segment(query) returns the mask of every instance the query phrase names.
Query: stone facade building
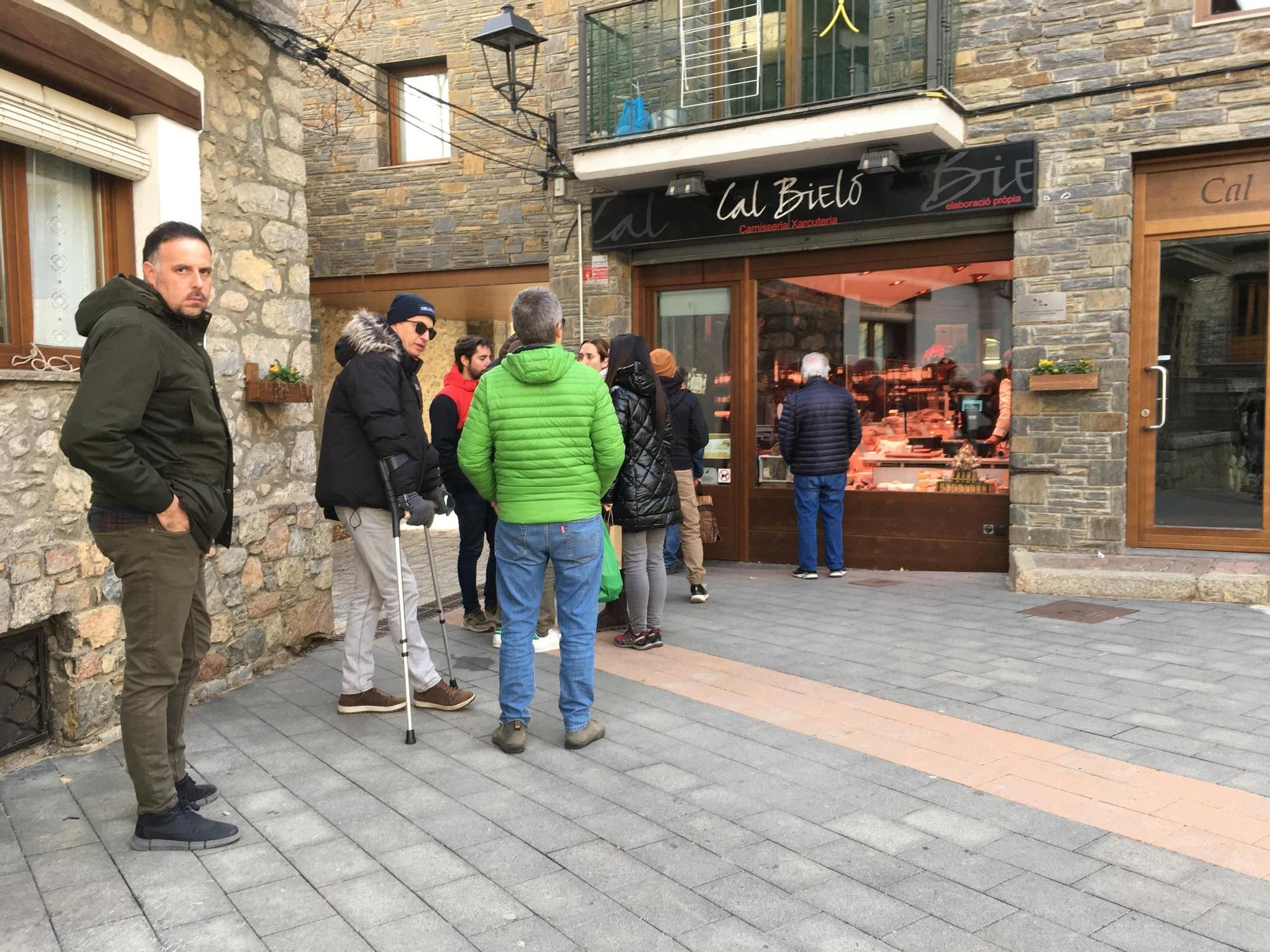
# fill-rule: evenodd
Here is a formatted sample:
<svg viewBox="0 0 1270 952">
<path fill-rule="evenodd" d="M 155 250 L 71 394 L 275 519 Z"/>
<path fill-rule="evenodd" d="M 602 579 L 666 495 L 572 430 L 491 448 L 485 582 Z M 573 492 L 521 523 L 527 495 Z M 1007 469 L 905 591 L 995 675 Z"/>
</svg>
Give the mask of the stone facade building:
<svg viewBox="0 0 1270 952">
<path fill-rule="evenodd" d="M 323 4 L 337 18 L 340 6 Z M 579 6 L 521 11 L 546 38 L 526 103 L 559 117 L 577 174 L 546 190 L 460 149 L 527 155 L 460 112 L 513 124 L 471 42 L 493 4 L 405 0 L 337 38 L 387 70 L 380 89 L 442 71 L 453 108 L 418 100 L 415 116 L 452 145 L 404 164 L 403 119 L 373 107 L 309 140 L 323 306 L 382 305 L 394 288 L 511 292 L 537 279 L 517 268 L 541 265 L 566 343 L 634 329 L 671 345 L 718 421 L 707 481 L 723 559 L 791 555 L 772 428 L 800 353 L 827 349 L 836 380 L 872 404 L 870 439 L 933 444 L 993 429 L 1012 364 L 1008 462 L 980 470 L 996 491 L 848 493 L 848 562 L 1008 569 L 1038 592 L 1270 600 L 1256 555 L 1270 552 L 1267 13 L 900 0 L 839 5 L 841 18 L 809 3 L 801 20 L 763 5 L 749 20 L 679 22 L 663 0 Z M 330 102 L 311 88 L 310 121 Z M 1005 146 L 1026 157 L 998 161 Z M 859 174 L 878 147 L 900 170 Z M 665 199 L 687 173 L 706 197 Z M 932 204 L 959 175 L 966 198 Z M 834 183 L 859 183 L 857 201 Z M 776 207 L 761 213 L 761 194 Z M 584 286 L 579 333 L 579 264 L 593 255 L 607 277 Z M 904 293 L 875 287 L 883 274 Z M 497 319 L 497 297 L 453 316 Z M 1077 358 L 1093 360 L 1093 388 L 1031 386 L 1039 360 Z M 946 476 L 946 463 L 925 476 L 922 458 L 892 463 L 870 439 L 859 489 Z"/>
<path fill-rule="evenodd" d="M 121 586 L 86 529 L 89 480 L 57 448 L 79 374 L 29 358 L 36 345 L 77 366 L 79 300 L 140 273 L 160 221 L 201 223 L 212 245 L 206 347 L 236 467 L 234 543 L 206 567 L 213 644 L 196 696 L 331 631 L 312 409 L 245 399 L 246 363 L 312 368 L 298 81 L 296 62 L 204 0 L 15 0 L 0 18 L 0 155 L 19 185 L 4 195 L 25 199 L 0 216 L 0 748 L 42 726 L 81 744 L 117 724 Z"/>
</svg>

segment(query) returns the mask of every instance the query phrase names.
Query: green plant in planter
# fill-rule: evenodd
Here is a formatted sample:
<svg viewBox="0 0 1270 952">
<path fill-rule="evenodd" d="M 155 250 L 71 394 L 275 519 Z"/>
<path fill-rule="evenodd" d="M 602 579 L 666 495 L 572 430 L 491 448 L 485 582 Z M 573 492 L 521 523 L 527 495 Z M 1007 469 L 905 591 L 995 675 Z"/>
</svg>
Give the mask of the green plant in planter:
<svg viewBox="0 0 1270 952">
<path fill-rule="evenodd" d="M 283 367 L 281 360 L 274 360 L 269 364 L 269 372 L 264 378 L 281 383 L 300 383 L 305 378 L 305 374 L 295 367 Z"/>
<path fill-rule="evenodd" d="M 1076 360 L 1040 359 L 1033 373 L 1093 373 L 1093 360 L 1081 357 Z"/>
</svg>

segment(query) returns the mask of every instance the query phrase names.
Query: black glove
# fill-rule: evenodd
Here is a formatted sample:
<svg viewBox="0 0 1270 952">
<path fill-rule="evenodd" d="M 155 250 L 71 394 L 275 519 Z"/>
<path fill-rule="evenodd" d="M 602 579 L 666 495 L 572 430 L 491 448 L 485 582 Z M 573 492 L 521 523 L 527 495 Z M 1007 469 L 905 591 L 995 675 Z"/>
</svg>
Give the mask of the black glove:
<svg viewBox="0 0 1270 952">
<path fill-rule="evenodd" d="M 406 493 L 404 496 L 398 496 L 398 506 L 403 512 L 409 512 L 405 519 L 406 526 L 423 526 L 427 528 L 432 526 L 432 520 L 436 518 L 436 512 L 418 493 Z"/>
<path fill-rule="evenodd" d="M 427 495 L 432 508 L 436 509 L 442 515 L 450 515 L 455 512 L 455 499 L 448 493 L 446 493 L 444 486 L 437 486 L 432 493 Z"/>
</svg>

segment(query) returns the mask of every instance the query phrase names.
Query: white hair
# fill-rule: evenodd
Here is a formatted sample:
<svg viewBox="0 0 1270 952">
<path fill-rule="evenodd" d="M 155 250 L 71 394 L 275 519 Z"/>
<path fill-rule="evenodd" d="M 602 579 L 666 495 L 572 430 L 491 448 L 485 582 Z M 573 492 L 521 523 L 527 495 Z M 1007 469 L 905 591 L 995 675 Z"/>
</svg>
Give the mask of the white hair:
<svg viewBox="0 0 1270 952">
<path fill-rule="evenodd" d="M 803 358 L 803 380 L 829 376 L 829 358 L 818 350 Z"/>
</svg>

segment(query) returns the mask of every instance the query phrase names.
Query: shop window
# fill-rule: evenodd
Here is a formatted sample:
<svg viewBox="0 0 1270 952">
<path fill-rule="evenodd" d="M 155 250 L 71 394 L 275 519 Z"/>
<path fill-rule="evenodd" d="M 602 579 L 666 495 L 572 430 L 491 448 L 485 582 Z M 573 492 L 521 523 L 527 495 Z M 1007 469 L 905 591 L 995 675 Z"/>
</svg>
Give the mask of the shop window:
<svg viewBox="0 0 1270 952">
<path fill-rule="evenodd" d="M 701 482 L 732 482 L 732 294 L 728 288 L 662 291 L 657 296 L 658 347 L 683 369 L 683 386 L 701 401 L 710 428 Z"/>
<path fill-rule="evenodd" d="M 1233 20 L 1270 14 L 1270 0 L 1196 0 L 1195 23 Z"/>
<path fill-rule="evenodd" d="M 792 480 L 780 410 L 820 352 L 864 423 L 852 489 L 933 491 L 972 440 L 980 477 L 1005 493 L 1012 277 L 1011 261 L 979 261 L 758 282 L 758 481 Z"/>
<path fill-rule="evenodd" d="M 0 143 L 0 364 L 74 366 L 79 302 L 133 267 L 130 183 Z"/>
<path fill-rule="evenodd" d="M 450 74 L 444 62 L 389 70 L 389 161 L 450 159 Z"/>
</svg>

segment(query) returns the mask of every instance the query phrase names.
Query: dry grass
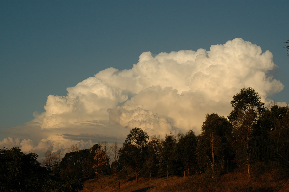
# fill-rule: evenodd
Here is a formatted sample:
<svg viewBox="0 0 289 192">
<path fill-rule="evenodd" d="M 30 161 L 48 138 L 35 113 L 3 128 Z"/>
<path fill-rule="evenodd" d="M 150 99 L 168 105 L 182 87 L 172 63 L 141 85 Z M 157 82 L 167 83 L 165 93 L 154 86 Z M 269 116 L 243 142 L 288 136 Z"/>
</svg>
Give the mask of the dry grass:
<svg viewBox="0 0 289 192">
<path fill-rule="evenodd" d="M 95 191 L 131 191 L 152 187 L 149 192 L 231 191 L 268 192 L 289 191 L 289 183 L 278 191 L 282 181 L 274 176 L 272 172 L 255 172 L 250 179 L 245 171 L 236 171 L 215 178 L 206 178 L 204 174 L 186 177 L 171 176 L 149 179 L 140 178 L 137 184 L 134 180 L 120 183 L 116 177 L 107 176 L 103 178 L 103 188 L 100 188 L 99 180 L 93 179 L 85 182 L 82 192 Z M 119 189 L 120 184 L 120 189 Z"/>
</svg>

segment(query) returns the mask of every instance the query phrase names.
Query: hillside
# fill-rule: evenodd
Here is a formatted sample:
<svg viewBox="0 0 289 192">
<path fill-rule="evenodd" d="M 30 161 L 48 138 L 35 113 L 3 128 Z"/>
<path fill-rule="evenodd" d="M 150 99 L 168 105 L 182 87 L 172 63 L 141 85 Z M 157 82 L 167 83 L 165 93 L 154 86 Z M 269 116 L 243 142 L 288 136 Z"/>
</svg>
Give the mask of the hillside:
<svg viewBox="0 0 289 192">
<path fill-rule="evenodd" d="M 132 176 L 130 181 L 121 182 L 120 189 L 117 178 L 108 176 L 103 178 L 103 189 L 100 188 L 100 180 L 96 178 L 84 182 L 81 191 L 140 192 L 148 189 L 145 191 L 273 192 L 278 191 L 282 184 L 282 181 L 279 180 L 273 171 L 260 170 L 253 175 L 250 180 L 245 170 L 239 169 L 214 178 L 206 178 L 203 174 L 193 175 L 189 178 L 171 176 L 168 180 L 165 177 L 152 178 L 151 181 L 141 178 L 138 184 Z M 289 191 L 289 183 L 286 183 L 279 191 Z"/>
</svg>

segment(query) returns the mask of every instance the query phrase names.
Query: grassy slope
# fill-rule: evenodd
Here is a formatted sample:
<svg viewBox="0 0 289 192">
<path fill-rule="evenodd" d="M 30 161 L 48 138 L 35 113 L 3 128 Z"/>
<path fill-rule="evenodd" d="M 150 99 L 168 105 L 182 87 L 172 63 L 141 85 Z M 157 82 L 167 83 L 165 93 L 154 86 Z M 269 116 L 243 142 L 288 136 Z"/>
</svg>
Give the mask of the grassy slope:
<svg viewBox="0 0 289 192">
<path fill-rule="evenodd" d="M 246 171 L 242 170 L 235 171 L 214 178 L 206 178 L 204 174 L 193 175 L 189 178 L 171 176 L 167 181 L 166 177 L 154 178 L 151 181 L 141 178 L 138 184 L 134 180 L 121 182 L 120 189 L 117 178 L 109 176 L 103 178 L 103 189 L 100 188 L 100 179 L 94 178 L 84 182 L 81 191 L 131 191 L 151 187 L 153 188 L 146 191 L 271 192 L 277 191 L 282 183 L 272 172 L 260 171 L 253 174 L 251 180 Z M 289 183 L 286 183 L 279 191 L 289 191 Z"/>
</svg>

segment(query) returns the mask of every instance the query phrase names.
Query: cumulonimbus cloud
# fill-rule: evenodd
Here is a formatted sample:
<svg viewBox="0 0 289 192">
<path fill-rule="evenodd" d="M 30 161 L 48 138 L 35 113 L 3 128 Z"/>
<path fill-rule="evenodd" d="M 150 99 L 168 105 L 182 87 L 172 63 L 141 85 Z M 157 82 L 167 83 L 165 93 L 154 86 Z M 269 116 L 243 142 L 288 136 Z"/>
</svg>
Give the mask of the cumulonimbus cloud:
<svg viewBox="0 0 289 192">
<path fill-rule="evenodd" d="M 190 128 L 198 134 L 206 113 L 229 113 L 242 88 L 253 87 L 265 102 L 283 90 L 274 79 L 273 58 L 240 38 L 209 51 L 143 53 L 131 69 L 106 69 L 67 88 L 66 96 L 49 95 L 46 111 L 33 121 L 42 131 L 73 126 L 84 133 L 95 127 L 105 135 L 101 126 L 112 137 L 136 126 L 151 135 Z M 30 141 L 22 143 L 31 147 Z"/>
</svg>

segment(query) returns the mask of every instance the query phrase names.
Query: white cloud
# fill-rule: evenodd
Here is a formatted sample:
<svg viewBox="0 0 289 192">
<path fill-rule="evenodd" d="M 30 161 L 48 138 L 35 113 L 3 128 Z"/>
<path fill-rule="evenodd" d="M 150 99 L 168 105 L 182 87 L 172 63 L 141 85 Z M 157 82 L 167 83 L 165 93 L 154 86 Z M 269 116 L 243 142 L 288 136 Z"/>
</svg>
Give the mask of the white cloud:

====

● **Problem requirements**
Extract every line of the material above that contains the string "hillside", matching case exactly.

● **Written response**
Query: hillside
Give the mask of the hillside:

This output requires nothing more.